WHAT THE TASK REQUIRES:
Copy each of the following entries verbatim.

DATA SHOWN:
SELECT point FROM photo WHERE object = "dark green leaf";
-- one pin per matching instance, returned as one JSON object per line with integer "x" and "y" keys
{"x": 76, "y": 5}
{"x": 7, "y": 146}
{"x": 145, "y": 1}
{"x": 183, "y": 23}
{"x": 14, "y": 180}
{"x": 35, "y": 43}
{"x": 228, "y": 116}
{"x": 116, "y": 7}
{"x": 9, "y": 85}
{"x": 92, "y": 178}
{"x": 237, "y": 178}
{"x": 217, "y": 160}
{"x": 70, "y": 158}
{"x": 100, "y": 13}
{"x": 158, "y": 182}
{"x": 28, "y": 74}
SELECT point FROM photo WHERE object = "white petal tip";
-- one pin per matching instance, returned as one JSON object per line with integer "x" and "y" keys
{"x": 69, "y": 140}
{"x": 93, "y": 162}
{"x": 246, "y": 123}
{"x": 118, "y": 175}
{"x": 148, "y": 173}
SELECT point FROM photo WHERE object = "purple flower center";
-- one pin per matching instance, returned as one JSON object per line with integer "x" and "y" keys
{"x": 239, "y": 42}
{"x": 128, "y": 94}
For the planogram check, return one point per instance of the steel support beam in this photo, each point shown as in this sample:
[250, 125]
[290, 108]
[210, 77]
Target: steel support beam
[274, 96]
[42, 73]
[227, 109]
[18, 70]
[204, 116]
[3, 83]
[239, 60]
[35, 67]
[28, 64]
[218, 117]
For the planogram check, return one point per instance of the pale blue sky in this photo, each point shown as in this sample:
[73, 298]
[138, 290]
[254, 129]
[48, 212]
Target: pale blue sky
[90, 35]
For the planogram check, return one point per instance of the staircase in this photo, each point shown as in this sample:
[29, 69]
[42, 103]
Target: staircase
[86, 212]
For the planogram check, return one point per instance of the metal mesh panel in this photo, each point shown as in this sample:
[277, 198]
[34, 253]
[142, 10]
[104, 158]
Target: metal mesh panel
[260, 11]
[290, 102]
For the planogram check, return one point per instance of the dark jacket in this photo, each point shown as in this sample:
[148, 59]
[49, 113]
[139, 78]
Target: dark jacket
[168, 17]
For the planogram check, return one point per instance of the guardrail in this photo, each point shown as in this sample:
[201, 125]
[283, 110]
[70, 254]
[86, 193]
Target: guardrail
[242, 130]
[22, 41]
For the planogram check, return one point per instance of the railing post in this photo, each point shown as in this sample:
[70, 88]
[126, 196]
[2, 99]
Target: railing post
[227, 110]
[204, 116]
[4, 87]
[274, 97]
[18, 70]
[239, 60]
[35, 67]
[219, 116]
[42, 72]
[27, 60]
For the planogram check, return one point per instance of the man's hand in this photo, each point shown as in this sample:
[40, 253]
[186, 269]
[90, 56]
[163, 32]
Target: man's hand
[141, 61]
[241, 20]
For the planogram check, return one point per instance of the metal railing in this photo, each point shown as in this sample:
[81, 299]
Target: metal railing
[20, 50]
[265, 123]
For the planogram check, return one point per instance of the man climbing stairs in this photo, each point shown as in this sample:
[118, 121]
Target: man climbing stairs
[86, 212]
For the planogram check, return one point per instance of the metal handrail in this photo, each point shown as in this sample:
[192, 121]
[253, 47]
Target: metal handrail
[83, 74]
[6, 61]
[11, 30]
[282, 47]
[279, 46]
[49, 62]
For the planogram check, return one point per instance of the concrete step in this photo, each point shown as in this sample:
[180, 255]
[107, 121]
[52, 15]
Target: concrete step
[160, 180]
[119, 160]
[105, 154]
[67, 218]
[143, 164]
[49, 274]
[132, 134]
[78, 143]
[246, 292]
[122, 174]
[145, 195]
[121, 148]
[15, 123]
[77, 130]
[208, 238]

WORKED SOLUTION:
SELECT point FROM photo WHERE object = "dark green leaf";
-- one pin per matching instance, returned as one JSON object per line with integer "x" and "y" keys
{"x": 76, "y": 5}
{"x": 7, "y": 146}
{"x": 145, "y": 1}
{"x": 183, "y": 23}
{"x": 14, "y": 180}
{"x": 35, "y": 43}
{"x": 228, "y": 116}
{"x": 116, "y": 7}
{"x": 9, "y": 85}
{"x": 92, "y": 178}
{"x": 237, "y": 178}
{"x": 217, "y": 160}
{"x": 70, "y": 158}
{"x": 100, "y": 13}
{"x": 158, "y": 182}
{"x": 28, "y": 74}
SELECT point FROM photo WHERE object = "white petal tip";
-- one pin per matching instance, returned as one JSON object per line with integer "x" and "y" keys
{"x": 69, "y": 140}
{"x": 93, "y": 162}
{"x": 246, "y": 123}
{"x": 118, "y": 175}
{"x": 148, "y": 173}
SELECT point FROM photo WHERE object = "purple flower center";
-- one pin per matching instance, returned as one JSON object per line with integer "x" and "y" keys
{"x": 239, "y": 42}
{"x": 128, "y": 94}
For the planogram check, return one point per instance of the steel support beam in this photo, each point shown as in this sample:
[250, 125]
[290, 108]
[210, 77]
Target: steel support beam
[274, 96]
[42, 73]
[227, 109]
[18, 70]
[204, 116]
[3, 83]
[239, 60]
[35, 67]
[28, 64]
[218, 117]
For the planogram check, return one point per instance of the pale blue sky in this photo, each point shown as in this sample:
[73, 298]
[138, 290]
[254, 129]
[48, 212]
Target: pale blue sky
[90, 35]
For the planogram check, return one point per instance of the staircase in this photo, each point shown as in this sample:
[29, 69]
[42, 103]
Target: staircase
[86, 212]
For the planogram check, return one point per instance of the metal mesh panel in this photo, each point shown as in this sample:
[277, 198]
[34, 253]
[142, 10]
[104, 158]
Target: metal mesh panel
[260, 11]
[290, 102]
For the planogram check, return one point per instance of the dark jacket in this photo, each point shown as in this sample:
[148, 59]
[49, 113]
[139, 78]
Target: dark jacket
[168, 17]
For the planogram check, return one point per instance of the guardrail in this photo, each point shown as in this sample:
[201, 125]
[283, 110]
[70, 254]
[86, 193]
Target: guardrail
[242, 130]
[22, 41]
For the planogram check, return one point per instance of the railing post in this photo, each point shown as in this sample:
[70, 88]
[126, 196]
[2, 99]
Target: railing post
[227, 110]
[204, 116]
[4, 87]
[274, 97]
[18, 70]
[239, 60]
[35, 67]
[219, 116]
[42, 72]
[27, 60]
For the planogram check, return one point per instance of the man's hand in this photo, each point shown as in this sample:
[40, 253]
[186, 269]
[90, 56]
[163, 32]
Target: man's hand
[141, 61]
[241, 20]
For the planogram check, return one point per instance of the metal railing in this photo, each point shown as in this sample:
[81, 299]
Target: metal railing
[20, 50]
[265, 123]
For the planogram check, return one point per instance of the man climbing stairs in this photo, each point shown as in this sample:
[118, 121]
Target: man climbing stairs
[86, 212]
For the planogram check, return one point per instance of the metal handrail in this photo, each point shown as in this sample:
[192, 121]
[253, 47]
Target: metal handrail
[83, 74]
[6, 61]
[11, 30]
[282, 47]
[279, 46]
[49, 62]
For the planogram check, return one point per instance of the concrete step in this photo, each point shown as in this sample:
[180, 255]
[107, 121]
[52, 15]
Target: concrete step
[160, 180]
[119, 160]
[105, 154]
[67, 218]
[143, 164]
[49, 274]
[132, 134]
[78, 143]
[246, 292]
[122, 174]
[145, 195]
[121, 148]
[15, 123]
[77, 130]
[208, 238]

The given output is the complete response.